**What you are asked to do**
Retype the material in full, keeping every word the same.
** Start of Data for the task **
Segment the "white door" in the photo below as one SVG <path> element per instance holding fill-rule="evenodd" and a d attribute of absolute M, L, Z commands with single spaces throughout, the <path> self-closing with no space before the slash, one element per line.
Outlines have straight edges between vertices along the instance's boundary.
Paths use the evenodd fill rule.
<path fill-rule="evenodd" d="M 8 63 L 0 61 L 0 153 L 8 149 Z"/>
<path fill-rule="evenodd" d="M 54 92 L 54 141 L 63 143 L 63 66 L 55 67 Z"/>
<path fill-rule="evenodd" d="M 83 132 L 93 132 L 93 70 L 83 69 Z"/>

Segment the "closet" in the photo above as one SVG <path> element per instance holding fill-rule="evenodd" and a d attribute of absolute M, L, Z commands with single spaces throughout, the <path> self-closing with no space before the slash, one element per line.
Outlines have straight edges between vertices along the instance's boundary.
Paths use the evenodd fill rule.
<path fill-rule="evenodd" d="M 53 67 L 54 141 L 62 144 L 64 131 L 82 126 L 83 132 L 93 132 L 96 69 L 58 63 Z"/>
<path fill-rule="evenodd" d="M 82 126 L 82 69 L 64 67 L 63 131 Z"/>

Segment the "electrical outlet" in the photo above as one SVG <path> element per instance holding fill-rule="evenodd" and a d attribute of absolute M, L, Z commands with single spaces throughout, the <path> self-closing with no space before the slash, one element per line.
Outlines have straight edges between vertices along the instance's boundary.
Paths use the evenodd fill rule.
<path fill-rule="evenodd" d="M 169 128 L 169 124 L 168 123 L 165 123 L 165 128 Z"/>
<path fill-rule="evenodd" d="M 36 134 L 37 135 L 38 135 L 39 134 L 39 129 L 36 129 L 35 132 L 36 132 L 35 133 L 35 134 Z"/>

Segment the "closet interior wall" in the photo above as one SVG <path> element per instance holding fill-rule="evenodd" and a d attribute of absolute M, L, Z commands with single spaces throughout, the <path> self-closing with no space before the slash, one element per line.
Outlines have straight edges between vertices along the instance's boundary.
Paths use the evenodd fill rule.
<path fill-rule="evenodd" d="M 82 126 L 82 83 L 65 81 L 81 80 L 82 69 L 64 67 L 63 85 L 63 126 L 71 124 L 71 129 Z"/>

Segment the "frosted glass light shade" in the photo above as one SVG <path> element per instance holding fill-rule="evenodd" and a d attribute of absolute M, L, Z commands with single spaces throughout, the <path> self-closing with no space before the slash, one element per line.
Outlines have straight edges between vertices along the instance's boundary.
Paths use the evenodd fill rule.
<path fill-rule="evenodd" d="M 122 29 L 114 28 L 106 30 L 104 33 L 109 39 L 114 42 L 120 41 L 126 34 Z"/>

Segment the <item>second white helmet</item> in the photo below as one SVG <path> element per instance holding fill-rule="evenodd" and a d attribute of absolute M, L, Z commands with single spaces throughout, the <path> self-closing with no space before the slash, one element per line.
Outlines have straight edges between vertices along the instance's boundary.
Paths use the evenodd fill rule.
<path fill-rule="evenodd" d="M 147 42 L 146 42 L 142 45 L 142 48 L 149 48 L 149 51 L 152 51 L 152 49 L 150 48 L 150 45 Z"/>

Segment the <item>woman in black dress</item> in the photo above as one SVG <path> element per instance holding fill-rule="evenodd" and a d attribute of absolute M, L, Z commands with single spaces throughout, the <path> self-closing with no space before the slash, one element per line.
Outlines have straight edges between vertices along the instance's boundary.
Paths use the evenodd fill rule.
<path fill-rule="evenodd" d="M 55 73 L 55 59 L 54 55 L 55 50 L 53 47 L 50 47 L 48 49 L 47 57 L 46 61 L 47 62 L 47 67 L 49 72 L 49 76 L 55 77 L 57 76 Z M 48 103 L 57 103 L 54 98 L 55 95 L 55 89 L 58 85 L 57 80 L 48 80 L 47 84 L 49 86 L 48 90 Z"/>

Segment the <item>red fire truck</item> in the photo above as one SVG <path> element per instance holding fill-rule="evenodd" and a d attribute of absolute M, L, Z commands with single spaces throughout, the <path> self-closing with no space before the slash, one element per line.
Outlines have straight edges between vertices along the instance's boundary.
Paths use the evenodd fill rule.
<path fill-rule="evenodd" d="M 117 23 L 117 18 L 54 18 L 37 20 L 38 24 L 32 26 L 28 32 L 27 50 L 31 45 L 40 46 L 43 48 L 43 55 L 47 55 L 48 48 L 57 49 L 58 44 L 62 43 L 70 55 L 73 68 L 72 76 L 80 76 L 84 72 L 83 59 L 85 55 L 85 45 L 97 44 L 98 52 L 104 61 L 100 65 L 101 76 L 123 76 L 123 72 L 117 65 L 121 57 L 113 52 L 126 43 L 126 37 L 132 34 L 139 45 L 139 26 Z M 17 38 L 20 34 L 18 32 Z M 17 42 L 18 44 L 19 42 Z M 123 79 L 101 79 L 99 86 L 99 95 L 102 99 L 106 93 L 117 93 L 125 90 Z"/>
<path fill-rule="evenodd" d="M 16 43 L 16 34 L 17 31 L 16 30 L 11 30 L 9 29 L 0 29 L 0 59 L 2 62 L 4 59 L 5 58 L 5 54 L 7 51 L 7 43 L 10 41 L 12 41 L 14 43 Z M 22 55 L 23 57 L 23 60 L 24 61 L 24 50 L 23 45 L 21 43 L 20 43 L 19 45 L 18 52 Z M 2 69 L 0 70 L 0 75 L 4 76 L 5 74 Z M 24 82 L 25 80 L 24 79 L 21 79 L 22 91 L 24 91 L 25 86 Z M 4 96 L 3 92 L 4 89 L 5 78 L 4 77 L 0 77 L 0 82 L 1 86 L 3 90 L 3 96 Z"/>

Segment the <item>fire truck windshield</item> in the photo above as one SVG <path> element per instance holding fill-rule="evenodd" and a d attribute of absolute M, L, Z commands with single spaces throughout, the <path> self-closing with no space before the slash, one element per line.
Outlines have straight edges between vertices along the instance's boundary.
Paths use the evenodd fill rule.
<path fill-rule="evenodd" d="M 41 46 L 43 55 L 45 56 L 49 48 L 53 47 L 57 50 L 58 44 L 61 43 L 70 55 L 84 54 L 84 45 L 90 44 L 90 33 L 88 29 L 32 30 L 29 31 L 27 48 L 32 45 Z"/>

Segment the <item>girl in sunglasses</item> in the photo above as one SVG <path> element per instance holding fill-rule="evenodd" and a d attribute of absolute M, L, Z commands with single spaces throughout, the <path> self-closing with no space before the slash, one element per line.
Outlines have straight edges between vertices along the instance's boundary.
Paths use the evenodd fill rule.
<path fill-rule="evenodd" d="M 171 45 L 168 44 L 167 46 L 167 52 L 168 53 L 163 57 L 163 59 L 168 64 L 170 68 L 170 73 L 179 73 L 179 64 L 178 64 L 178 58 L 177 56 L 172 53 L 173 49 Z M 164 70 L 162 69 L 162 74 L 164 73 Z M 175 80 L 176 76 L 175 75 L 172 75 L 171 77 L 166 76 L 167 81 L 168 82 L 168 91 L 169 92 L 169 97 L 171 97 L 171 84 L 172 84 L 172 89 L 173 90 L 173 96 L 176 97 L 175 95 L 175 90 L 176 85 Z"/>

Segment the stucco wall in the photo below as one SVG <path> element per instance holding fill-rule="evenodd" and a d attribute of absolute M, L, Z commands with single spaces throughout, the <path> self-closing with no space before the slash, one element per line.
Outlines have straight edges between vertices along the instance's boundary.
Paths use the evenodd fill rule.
** End of Data for the task **
**Result for this task**
Segment the "white door" in the photo below as one SVG <path> element per instance holding fill-rule="evenodd" and a d attribute of absolute M, L, Z commands with single spaces throughout, the <path> self-closing with no space before the slash, one element per line.
Outlines have straight edges between vertices along the instance's boundary.
Paths use the evenodd fill rule.
<path fill-rule="evenodd" d="M 8 63 L 0 61 L 0 153 L 8 149 Z"/>
<path fill-rule="evenodd" d="M 54 92 L 54 141 L 63 143 L 63 66 L 55 67 Z"/>
<path fill-rule="evenodd" d="M 83 132 L 93 132 L 93 70 L 83 69 Z"/>

Segment the "closet" in the photo above as one SVG <path> element per instance holding fill-rule="evenodd" and a d attribute of absolute M, L, Z commands with single spaces throughout, the <path> self-closing with no space before the slash, one element per line.
Outlines have straight edges between vertices along the instance's boundary.
Paths use the evenodd fill rule.
<path fill-rule="evenodd" d="M 53 67 L 54 141 L 62 144 L 64 131 L 82 126 L 83 132 L 93 132 L 96 69 L 58 63 Z"/>
<path fill-rule="evenodd" d="M 82 126 L 82 69 L 64 67 L 63 131 Z"/>

Segment the "electrical outlet" in the photo above as one SVG <path> element per instance holding fill-rule="evenodd" and a d attribute of absolute M, L, Z commands with single spaces throughout, the <path> self-closing with no space before the slash, one element per line.
Outlines have straight edges between vertices along the instance's boundary.
Paths use the evenodd fill rule.
<path fill-rule="evenodd" d="M 169 128 L 169 124 L 168 123 L 165 123 L 165 128 Z"/>
<path fill-rule="evenodd" d="M 36 134 L 37 135 L 38 135 L 39 134 L 39 129 L 36 129 L 35 132 L 36 132 L 35 133 L 35 134 Z"/>

Segment the "closet interior wall" in the photo above as one SVG <path> element per instance holding fill-rule="evenodd" and a d attribute of absolute M, L, Z commands with single spaces throughout, the <path> self-closing with no space before the slash, one element per line.
Outlines have straight edges between vertices along the instance's boundary.
Paths use the evenodd fill rule.
<path fill-rule="evenodd" d="M 82 126 L 82 83 L 65 81 L 81 80 L 82 69 L 64 67 L 63 85 L 63 126 L 71 124 L 71 129 Z"/>

Segment the "frosted glass light shade" in the photo above as one SVG <path> element per instance holding fill-rule="evenodd" and a d attribute of absolute M, L, Z commands with single spaces throughout, the <path> self-closing with no space before the slash, one element per line.
Outlines have straight edges between vertices along the instance's boundary.
Paths use the evenodd fill rule.
<path fill-rule="evenodd" d="M 122 29 L 114 28 L 106 30 L 104 33 L 109 39 L 114 42 L 120 41 L 126 34 Z"/>

Segment the <item>second white helmet</item> in the photo below as one SVG <path> element per instance holding fill-rule="evenodd" and a d attribute of absolute M, L, Z commands with single spaces throughout, the <path> self-closing with no space before the slash, one element per line.
Outlines have straight edges between vertices along the instance's boundary.
Paths use the evenodd fill rule.
<path fill-rule="evenodd" d="M 147 42 L 146 42 L 142 45 L 142 48 L 149 48 L 149 51 L 152 51 L 152 49 L 150 48 L 150 45 Z"/>

Segment the <item>woman in black dress</item> in the photo above as one SVG <path> element per instance holding fill-rule="evenodd" and a d attribute of absolute M, L, Z commands with single spaces throughout, the <path> self-closing with no space before the slash, one element per line.
Outlines have straight edges between vertices along the instance's boundary.
Paths use the evenodd fill rule.
<path fill-rule="evenodd" d="M 55 73 L 55 59 L 54 55 L 55 50 L 53 47 L 50 47 L 48 49 L 47 57 L 46 61 L 47 62 L 47 67 L 49 72 L 49 76 L 55 77 L 57 76 Z M 48 103 L 57 103 L 54 98 L 55 95 L 55 89 L 58 85 L 57 80 L 48 80 L 47 84 L 49 86 L 48 90 Z"/>

Segment the <item>red fire truck</item> in the photo above as one SVG <path> element per instance holding fill-rule="evenodd" and a d attribute of absolute M, L, Z commands with single spaces throughout, the <path> self-closing with no space before the slash, one element per line.
Outlines have straight edges between vertices along the instance's boundary.
Paths use the evenodd fill rule.
<path fill-rule="evenodd" d="M 117 23 L 117 18 L 54 18 L 37 20 L 38 24 L 32 26 L 28 32 L 27 50 L 31 45 L 40 46 L 43 48 L 43 55 L 47 55 L 48 48 L 57 49 L 58 44 L 62 43 L 70 55 L 73 68 L 72 76 L 80 76 L 84 72 L 83 59 L 85 55 L 85 45 L 97 44 L 98 52 L 104 61 L 100 65 L 101 76 L 123 76 L 123 72 L 117 65 L 121 57 L 113 52 L 126 43 L 126 37 L 132 34 L 139 45 L 139 26 Z M 17 38 L 20 34 L 18 32 Z M 17 42 L 18 44 L 19 42 Z M 123 79 L 101 79 L 99 86 L 99 95 L 102 99 L 106 93 L 117 93 L 125 90 Z"/>
<path fill-rule="evenodd" d="M 16 43 L 16 34 L 17 31 L 16 30 L 11 30 L 9 29 L 0 29 L 0 59 L 2 62 L 4 59 L 5 58 L 5 54 L 7 51 L 7 43 L 10 41 L 12 41 L 14 43 Z M 22 55 L 23 57 L 23 60 L 24 61 L 24 50 L 23 45 L 21 43 L 20 43 L 19 45 L 18 52 Z M 2 69 L 0 70 L 0 75 L 4 76 L 5 74 Z M 24 82 L 25 80 L 24 79 L 21 79 L 22 91 L 24 91 L 25 86 Z M 4 96 L 3 92 L 4 89 L 5 78 L 4 77 L 0 77 L 0 82 L 1 86 L 3 90 L 3 96 Z"/>

Segment the <item>fire truck windshield</item> in the photo above as one SVG <path> element per instance holding fill-rule="evenodd" and a d attribute of absolute M, L, Z commands with single spaces throughout, the <path> self-closing with no space before the slash, one element per line.
Outlines have straight edges between vertices along the instance's boundary.
Paths use the evenodd fill rule.
<path fill-rule="evenodd" d="M 41 46 L 43 55 L 45 56 L 49 48 L 53 47 L 57 50 L 58 44 L 61 43 L 70 55 L 84 54 L 84 45 L 90 44 L 90 33 L 88 29 L 32 30 L 29 31 L 27 48 L 32 45 Z"/>

Segment the <item>girl in sunglasses</item> in the photo above as one SVG <path> element per instance holding fill-rule="evenodd" and a d attribute of absolute M, L, Z commands with single spaces throughout, the <path> self-closing with no space before the slash, one element per line.
Outlines have straight edges between vertices along the instance's boundary.
Paths use the evenodd fill rule.
<path fill-rule="evenodd" d="M 171 45 L 168 44 L 167 46 L 167 52 L 168 53 L 163 57 L 163 59 L 168 64 L 170 68 L 170 73 L 179 73 L 179 64 L 178 64 L 178 58 L 177 56 L 172 53 L 173 49 Z M 164 70 L 162 69 L 162 74 L 164 73 Z M 175 80 L 176 76 L 175 75 L 172 75 L 171 77 L 166 76 L 167 81 L 168 82 L 168 91 L 169 92 L 169 97 L 171 97 L 171 84 L 172 84 L 172 89 L 173 90 L 173 96 L 176 97 L 175 95 L 175 90 L 176 85 Z"/>

Segment the stucco wall in the photo below as one SVG <path> element per instance holding fill-rule="evenodd" and a d attribute of absolute M, L, Z commands with single spaces throughout, the <path> self-closing with no space before the slash, one element per line.
Outlines have straight edges between vertices along the instance's boundary.
Paths use the evenodd fill rule.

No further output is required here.